#### WORK REQUEST
Nothing in the data may be altered; the answer is a verbatim copy of it.

Saved entries:
....

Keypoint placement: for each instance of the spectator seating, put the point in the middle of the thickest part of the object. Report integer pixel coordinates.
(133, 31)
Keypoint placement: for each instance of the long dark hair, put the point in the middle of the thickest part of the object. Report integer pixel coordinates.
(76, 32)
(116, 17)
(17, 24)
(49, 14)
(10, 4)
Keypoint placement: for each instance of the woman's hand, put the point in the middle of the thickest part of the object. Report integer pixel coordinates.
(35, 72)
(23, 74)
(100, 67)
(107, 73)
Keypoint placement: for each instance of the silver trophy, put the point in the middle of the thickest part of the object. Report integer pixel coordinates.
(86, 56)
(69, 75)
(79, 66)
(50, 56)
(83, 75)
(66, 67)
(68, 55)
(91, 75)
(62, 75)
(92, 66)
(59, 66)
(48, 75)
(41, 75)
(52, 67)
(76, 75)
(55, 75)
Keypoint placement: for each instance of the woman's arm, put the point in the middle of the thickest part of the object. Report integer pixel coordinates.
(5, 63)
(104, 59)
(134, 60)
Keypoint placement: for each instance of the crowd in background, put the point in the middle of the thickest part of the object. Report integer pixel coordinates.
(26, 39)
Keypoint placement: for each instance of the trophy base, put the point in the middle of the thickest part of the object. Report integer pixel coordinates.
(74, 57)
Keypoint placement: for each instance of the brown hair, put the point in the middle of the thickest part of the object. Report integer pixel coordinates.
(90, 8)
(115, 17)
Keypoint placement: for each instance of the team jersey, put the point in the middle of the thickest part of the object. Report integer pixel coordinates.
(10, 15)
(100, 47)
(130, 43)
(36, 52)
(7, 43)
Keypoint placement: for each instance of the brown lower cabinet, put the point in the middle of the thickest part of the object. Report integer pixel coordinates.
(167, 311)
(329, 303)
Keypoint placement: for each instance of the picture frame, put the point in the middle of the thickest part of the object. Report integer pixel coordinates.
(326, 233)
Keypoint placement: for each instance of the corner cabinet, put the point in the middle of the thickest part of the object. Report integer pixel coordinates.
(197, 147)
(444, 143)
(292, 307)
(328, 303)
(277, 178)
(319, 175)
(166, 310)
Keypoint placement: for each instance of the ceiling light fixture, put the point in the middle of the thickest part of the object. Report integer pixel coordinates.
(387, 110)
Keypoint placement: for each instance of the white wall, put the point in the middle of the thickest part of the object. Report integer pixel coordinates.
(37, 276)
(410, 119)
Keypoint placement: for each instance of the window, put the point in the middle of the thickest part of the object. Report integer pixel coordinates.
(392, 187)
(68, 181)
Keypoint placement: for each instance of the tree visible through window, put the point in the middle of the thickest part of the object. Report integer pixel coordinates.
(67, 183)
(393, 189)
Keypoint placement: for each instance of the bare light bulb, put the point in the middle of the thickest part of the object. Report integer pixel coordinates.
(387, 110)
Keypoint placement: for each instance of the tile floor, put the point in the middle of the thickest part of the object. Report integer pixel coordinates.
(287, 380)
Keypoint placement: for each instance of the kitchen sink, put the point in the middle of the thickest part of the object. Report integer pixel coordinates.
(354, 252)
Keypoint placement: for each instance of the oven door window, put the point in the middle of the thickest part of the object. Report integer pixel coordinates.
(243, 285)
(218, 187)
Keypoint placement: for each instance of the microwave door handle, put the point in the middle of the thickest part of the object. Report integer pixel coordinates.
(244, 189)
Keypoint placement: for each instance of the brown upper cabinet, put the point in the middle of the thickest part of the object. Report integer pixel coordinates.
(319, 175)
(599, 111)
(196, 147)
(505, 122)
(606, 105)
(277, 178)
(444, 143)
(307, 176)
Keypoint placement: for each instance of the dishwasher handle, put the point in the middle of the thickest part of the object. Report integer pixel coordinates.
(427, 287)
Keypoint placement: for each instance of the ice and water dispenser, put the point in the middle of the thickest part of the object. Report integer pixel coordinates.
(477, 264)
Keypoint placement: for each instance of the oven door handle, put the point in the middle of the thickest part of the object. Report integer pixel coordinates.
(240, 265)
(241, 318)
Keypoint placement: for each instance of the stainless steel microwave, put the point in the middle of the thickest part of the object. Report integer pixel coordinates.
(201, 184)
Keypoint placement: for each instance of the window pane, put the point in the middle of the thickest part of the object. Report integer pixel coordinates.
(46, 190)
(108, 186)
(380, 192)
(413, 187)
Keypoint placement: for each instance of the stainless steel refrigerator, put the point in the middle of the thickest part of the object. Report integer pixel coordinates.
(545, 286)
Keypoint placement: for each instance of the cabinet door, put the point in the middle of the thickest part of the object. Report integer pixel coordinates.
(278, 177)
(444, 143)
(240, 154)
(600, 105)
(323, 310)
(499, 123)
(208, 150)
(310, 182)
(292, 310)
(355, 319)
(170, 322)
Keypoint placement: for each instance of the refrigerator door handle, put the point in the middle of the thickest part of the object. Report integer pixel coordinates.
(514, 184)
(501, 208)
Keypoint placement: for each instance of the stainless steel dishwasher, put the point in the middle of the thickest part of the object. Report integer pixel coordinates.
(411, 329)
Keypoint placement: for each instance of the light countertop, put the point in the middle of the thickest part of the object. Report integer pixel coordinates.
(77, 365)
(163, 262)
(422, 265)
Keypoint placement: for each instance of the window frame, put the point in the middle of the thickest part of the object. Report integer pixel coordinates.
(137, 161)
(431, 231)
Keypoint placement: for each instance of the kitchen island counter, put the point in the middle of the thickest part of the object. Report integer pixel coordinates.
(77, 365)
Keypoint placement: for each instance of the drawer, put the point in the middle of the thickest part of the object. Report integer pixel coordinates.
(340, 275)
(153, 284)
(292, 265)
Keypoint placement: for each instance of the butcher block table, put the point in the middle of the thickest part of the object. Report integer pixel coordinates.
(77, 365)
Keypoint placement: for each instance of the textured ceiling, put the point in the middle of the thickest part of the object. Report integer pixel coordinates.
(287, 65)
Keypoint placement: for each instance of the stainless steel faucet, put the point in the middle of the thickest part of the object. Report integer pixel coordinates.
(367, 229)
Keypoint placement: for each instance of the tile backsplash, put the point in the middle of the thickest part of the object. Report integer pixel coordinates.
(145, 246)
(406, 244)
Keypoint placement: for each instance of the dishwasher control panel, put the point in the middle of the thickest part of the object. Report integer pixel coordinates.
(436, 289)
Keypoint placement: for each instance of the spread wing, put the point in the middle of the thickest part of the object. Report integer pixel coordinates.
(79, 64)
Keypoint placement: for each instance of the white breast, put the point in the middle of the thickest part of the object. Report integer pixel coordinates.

....

#### RESPONSE FOR THIS EXERCISE
Keypoint placement: for each instance of the spectator seating, put the point in the middle of the thickest part of the object. Report integer pixel coordinates.
(133, 31)
Keypoint placement: for each instance of the long dark hair, put the point in the middle of the thickest part of the object. Report integer pixel coordinates.
(76, 32)
(116, 17)
(17, 24)
(49, 14)
(10, 4)
Keypoint placement: for each instance of the woman's hand, put the point in the middle of the thickest part of the object. Report integer pixel coordinates.
(35, 72)
(23, 74)
(100, 67)
(107, 73)
Keypoint placement: for each instance of the silver trophy, put the point in the middle of the thickest part of the object. Report integer pixel coordinates.
(86, 56)
(69, 75)
(79, 66)
(50, 56)
(83, 75)
(66, 67)
(68, 55)
(91, 75)
(62, 75)
(92, 66)
(59, 66)
(48, 75)
(41, 75)
(52, 67)
(76, 75)
(55, 75)
Keypoint placement: for each instance of the woman's arm, put the point in the middle of the thickest part of the object. Report integer pixel coordinates.
(5, 63)
(104, 59)
(134, 60)
Keypoint placement: for each instance of the crowd in background, put the point in the middle of the thickest part of the object. Report integer pixel coordinates.
(26, 39)
Keypoint placement: for each instance of the trophy base, put the point in the middle of the thickest part of the object. Report integer pixel coordinates.
(74, 57)
Keypoint placement: for each instance of the brown hair, put the point in the middle of the thickest part of the object. Report integer pixel coordinates.
(90, 8)
(115, 17)
Keypoint placement: for each instance of the team jersey, put the point in the middle of the thickest part of the object. Report integer pixel coordinates.
(10, 15)
(100, 47)
(130, 43)
(36, 52)
(7, 43)
Keypoint placement: for each instance of the brown lower cabinet, put the point in the middle of the thickest part of the object. Report integer pixel coordinates.
(167, 311)
(329, 303)
Keypoint placement: for each instance of the picture frame, put the point in the middle of the thickest part of the object. Report integer pixel coordinates.
(326, 233)
Keypoint placement: for each instance of the corner cabinet, put the point in the middle of the thickest part of the object. Report integer pixel coordinates.
(197, 147)
(444, 143)
(292, 307)
(328, 303)
(277, 178)
(319, 175)
(166, 310)
Keypoint placement: for each instance of the ceiling light fixture, put the point in the middle of the thickest part of the object. Report integer pixel coordinates.
(387, 110)
Keypoint placement: for each instance of the white wall, put the point in the middle of the thickest part of the object. Report integer pixel coordinates.
(37, 276)
(410, 119)
Keypoint placement: for each instance of the window, put the point in the middle of the thickest part of the object. Report integer pixel coordinates.
(392, 187)
(68, 181)
Keypoint placement: for each instance of the tree visible through window, put the point in the middle of the thickest part of the object. Report integer pixel coordinates.
(67, 183)
(393, 189)
Keypoint placement: for each instance of the bare light bulb, put the point in the middle of the thickest part of the object. Report integer pixel coordinates.
(387, 110)
Keypoint placement: for each instance of the tile floor, put the point in the middle of the thickest part of the object. Report integer pixel coordinates.
(287, 380)
Keypoint placement: for each instance of the kitchen sink, put the point in the middle of the thickest part of the object. Report integer pixel coordinates.
(354, 252)
Keypoint placement: for each instance of the oven door window, put the point in the middle of the thickest part of the object. Report integer pixel coordinates.
(243, 285)
(218, 187)
Keypoint placement: for each instance of the microwave door handle, put the point in the middle of the thickest part of the object. Report integer pixel coordinates.
(244, 189)
Keypoint placement: for each instance of the brown upper cabinet, put the point in the middle of the thickest part of the object. Report integer pixel coordinates.
(319, 175)
(599, 111)
(196, 147)
(505, 122)
(606, 105)
(277, 178)
(444, 143)
(307, 176)
Keypoint placement: for each instance of the dishwasher handle, put the point in the middle of the thickest part of the object. Report integer pixel coordinates.
(427, 287)
Keypoint placement: for each instance of the ice and water dispenser, put the point in the middle of the thickest part of the object. Report integer pixel coordinates.
(477, 264)
Keypoint placement: for each instance of the oven door handle, put the point in the middle of the thickest part of the object. Report integer pixel coordinates.
(240, 265)
(241, 318)
Keypoint placement: for each instance of the stainless steel microwave, put the point in the middle of the thickest part of the object. Report integer pixel coordinates.
(201, 184)
Keypoint placement: for each instance of the window pane, put the point in the middle of the thickest part of the object. Report integer pixel coordinates.
(46, 190)
(108, 186)
(380, 192)
(413, 187)
Keypoint placement: for each instance of the stainless steel refrigerator, put the point in the middle of the thickest part of the object. Report integer pixel coordinates.
(545, 286)
Keypoint placement: for each instance of the cabinet door, put the point in the middle of the thickest part of the object. Report integer pixel coordinates.
(278, 177)
(444, 143)
(240, 154)
(600, 105)
(323, 310)
(499, 123)
(208, 150)
(310, 182)
(292, 310)
(355, 319)
(170, 322)
Keypoint placement: for each instance of the refrigerator door handle, put the point in the middle of the thickest part of the object. Report integer pixel coordinates.
(514, 184)
(501, 208)
Keypoint placement: for each instance of the stainless steel dishwasher, put the point in the middle of the thickest part of the object. Report integer pixel coordinates.
(411, 329)
Keypoint placement: for each instance of the light countertop, put the point in the middle of the thickest part of the object. Report integer pixel coordinates.
(77, 365)
(163, 262)
(422, 265)
Keypoint placement: for each instance of the window frame, put the point in the middle of the thickest part of the object. Report integer pixel coordinates.
(137, 161)
(431, 231)
Keypoint placement: for each instance of the kitchen island counter, put the point in the middle of the thickest part of the object. Report integer pixel coordinates.
(77, 365)
Keypoint placement: for each instance of the drawer, put the point in the middle of the thickest part of the object. Report integer pixel coordinates.
(340, 275)
(153, 284)
(292, 265)
Keypoint placement: for each instance of the butcher block table, put the point in the middle of the thickest part of the object. Report integer pixel coordinates.
(77, 365)
Keypoint placement: for each instance of the textured ceiling, put the point in the middle of the thickest part of the object. Report integer pixel coordinates.
(287, 65)
Keypoint placement: for each instance of the stainless steel faucet, put the point in the middle of the thickest part of the object. Report integer pixel coordinates.
(367, 229)
Keypoint placement: for each instance of the tile backsplash, put the point in the middle of the thickest part of the object. Report integer pixel coordinates.
(145, 246)
(406, 244)
Keypoint placement: for each instance of the dishwasher control panel, put the point in the middle of the thickest part of the object. Report integer pixel coordinates.
(436, 289)
Keypoint placement: for each instance of the spread wing, put the point in the middle of the thickest part of the object. Report integer pixel coordinates.
(79, 64)
Keypoint placement: for each instance of the white breast, put the point in the middle of the thickest part of the object. Report integer pixel coordinates.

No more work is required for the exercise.